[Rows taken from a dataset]
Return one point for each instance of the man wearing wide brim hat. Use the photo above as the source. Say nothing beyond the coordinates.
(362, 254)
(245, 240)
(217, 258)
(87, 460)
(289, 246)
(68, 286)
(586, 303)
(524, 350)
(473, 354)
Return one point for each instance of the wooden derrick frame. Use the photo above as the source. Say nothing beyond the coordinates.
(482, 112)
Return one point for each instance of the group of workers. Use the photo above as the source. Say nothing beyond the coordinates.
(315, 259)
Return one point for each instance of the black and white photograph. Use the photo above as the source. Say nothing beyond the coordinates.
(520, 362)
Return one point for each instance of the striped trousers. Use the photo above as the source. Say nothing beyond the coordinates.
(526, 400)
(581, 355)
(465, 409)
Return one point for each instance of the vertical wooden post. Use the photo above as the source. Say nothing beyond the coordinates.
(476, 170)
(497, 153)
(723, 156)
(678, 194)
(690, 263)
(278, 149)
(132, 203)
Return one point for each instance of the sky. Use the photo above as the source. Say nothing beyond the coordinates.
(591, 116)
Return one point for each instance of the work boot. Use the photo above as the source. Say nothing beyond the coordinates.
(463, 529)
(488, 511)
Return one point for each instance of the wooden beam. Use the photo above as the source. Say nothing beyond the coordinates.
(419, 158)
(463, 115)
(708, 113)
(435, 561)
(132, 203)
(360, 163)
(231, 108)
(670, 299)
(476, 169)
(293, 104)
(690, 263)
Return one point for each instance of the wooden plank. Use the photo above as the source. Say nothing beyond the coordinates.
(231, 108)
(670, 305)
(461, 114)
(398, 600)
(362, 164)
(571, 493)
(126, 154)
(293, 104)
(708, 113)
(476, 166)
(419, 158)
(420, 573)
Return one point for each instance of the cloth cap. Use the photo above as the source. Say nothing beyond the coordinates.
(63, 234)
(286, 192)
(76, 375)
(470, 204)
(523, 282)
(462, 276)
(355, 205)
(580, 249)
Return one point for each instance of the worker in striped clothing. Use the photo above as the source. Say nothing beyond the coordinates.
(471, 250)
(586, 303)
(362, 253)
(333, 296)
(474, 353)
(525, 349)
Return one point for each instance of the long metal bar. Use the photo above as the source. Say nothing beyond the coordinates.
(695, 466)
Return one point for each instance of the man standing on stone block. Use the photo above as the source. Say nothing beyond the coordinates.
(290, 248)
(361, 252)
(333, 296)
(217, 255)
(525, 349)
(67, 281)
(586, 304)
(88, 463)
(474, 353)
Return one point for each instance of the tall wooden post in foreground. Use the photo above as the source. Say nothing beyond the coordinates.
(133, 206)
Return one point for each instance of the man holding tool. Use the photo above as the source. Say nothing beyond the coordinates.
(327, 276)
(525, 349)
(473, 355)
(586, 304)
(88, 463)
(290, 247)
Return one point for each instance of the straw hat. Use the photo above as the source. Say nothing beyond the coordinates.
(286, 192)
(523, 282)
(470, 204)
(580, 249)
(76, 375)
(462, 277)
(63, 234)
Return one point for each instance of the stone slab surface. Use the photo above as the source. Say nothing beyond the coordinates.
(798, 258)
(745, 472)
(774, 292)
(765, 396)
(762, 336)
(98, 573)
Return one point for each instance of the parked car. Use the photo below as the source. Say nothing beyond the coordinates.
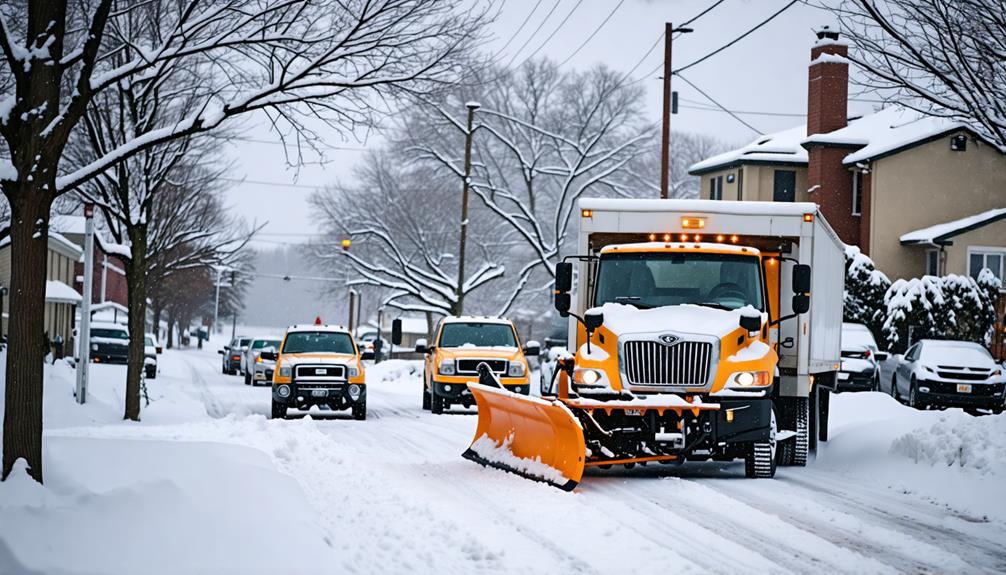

◆ STATED TASK:
Put every line of the rows above into a numbered list with no blank lines, and leave the picture out.

◆ WRITTEN ANSWER:
1. Return one point for each instance of the man wearing wide brim hat. Use the photo above as the source. Say nothing beyond the coordinates.
2. (362, 254)
3. (245, 240)
4. (217, 258)
5. (87, 460)
6. (289, 246)
7. (68, 286)
8. (586, 303)
9. (524, 350)
10. (473, 354)
11. Return one point for each instance of the wooden derrick frame. Use the photo above as the source. Say nothing beyond the coordinates.
12. (482, 112)
13. Return one point for each instance of the group of workers. Use the photo above as the source. Say nothing beyond the coordinates.
14. (315, 259)
15. Return one point for each instance of the black and white photograph. Use the photo above as the source. Say nothing beyond the coordinates.
16. (520, 362)
17. Return one point for each instance of the striped trousers. Use the photo above as the source. Say nothing beyond the coordinates.
18. (526, 400)
19. (581, 355)
20. (465, 409)
21. Return one point for each instance of the vertical wooden post. Use the photo above as the source. Say nothing beyond the coordinates.
22. (476, 170)
23. (497, 153)
24. (723, 156)
25. (678, 194)
26. (690, 263)
27. (278, 149)
28. (132, 203)
29. Return one point for each instance of the sky. Use the photo above as the source. Say nothing beyond the coordinates.
30. (591, 116)
31. Return one point for each instance of the work boot. Use the photo above as the source. Say nothing beyond the coordinates.
32. (463, 529)
33. (488, 511)
34. Return one point for each instance of the wooden beam. Use the photo above as the source. Say nothing beyond the coordinates.
35. (419, 158)
36. (463, 115)
37. (708, 113)
38. (435, 561)
39. (132, 203)
40. (360, 163)
41. (231, 108)
42. (670, 299)
43. (476, 169)
44. (293, 104)
45. (690, 263)
46. Return one point for each instance of the wooden plank. Use the photo above as the source. Say nothing beyond the coordinates.
47. (231, 108)
48. (670, 305)
49. (461, 114)
50. (398, 600)
51. (362, 164)
52. (571, 493)
53. (126, 154)
54. (293, 104)
55. (708, 113)
56. (476, 166)
57. (419, 158)
58. (420, 573)
59. Return one point for each instance of the cloth cap. Use the photo above as the source. Say nothing beyond the coordinates.
60. (63, 234)
61. (286, 192)
62. (76, 375)
63. (470, 204)
64. (523, 282)
65. (462, 276)
66. (355, 205)
67. (580, 249)
68. Return one point for each instance of the worker in striped clothing. Use the photo above as the source. Say nothing beyond the coordinates.
69. (471, 250)
70. (586, 303)
71. (362, 253)
72. (333, 296)
73. (474, 353)
74. (525, 349)
75. Return one point for each instance of the long metal bar. Use the photo above as the source. Say nothing beyond the coordinates.
76. (695, 466)
77. Return one point for each instance of the man standing on stone block. Use the photo above as the source. Say nothing beyond the coordinates.
78. (290, 248)
79. (361, 252)
80. (333, 296)
81. (217, 255)
82. (525, 349)
83. (67, 281)
84. (586, 304)
85. (88, 463)
86. (474, 353)
87. Return one point for each instance of the tall wooden post in foreground. Use the photo above as the source. Say nothing beyond the coordinates.
88. (133, 206)
89. Return one point for each instance of the man holding tool. Use the photo above as the source. Say nothing beyond the coordinates.
90. (327, 276)
91. (525, 349)
92. (473, 355)
93. (586, 304)
94. (88, 463)
95. (290, 247)
96. Return one point for each instance of the straw hat. Use the photo above as the source. Say nothing beyond the coordinates.
97. (286, 192)
98. (523, 282)
99. (470, 204)
100. (580, 249)
101. (76, 375)
102. (462, 277)
103. (63, 234)
104. Return one point for each instance of the stone slab surface. Use the photo above as the source. Say nothing beyond the coordinates.
105. (798, 258)
106. (745, 472)
107. (774, 292)
108. (765, 396)
109. (762, 336)
110. (98, 573)
111. Return one point for each instance of the parked car. Use the photo below as the source. Say nothing beyond the coordinates.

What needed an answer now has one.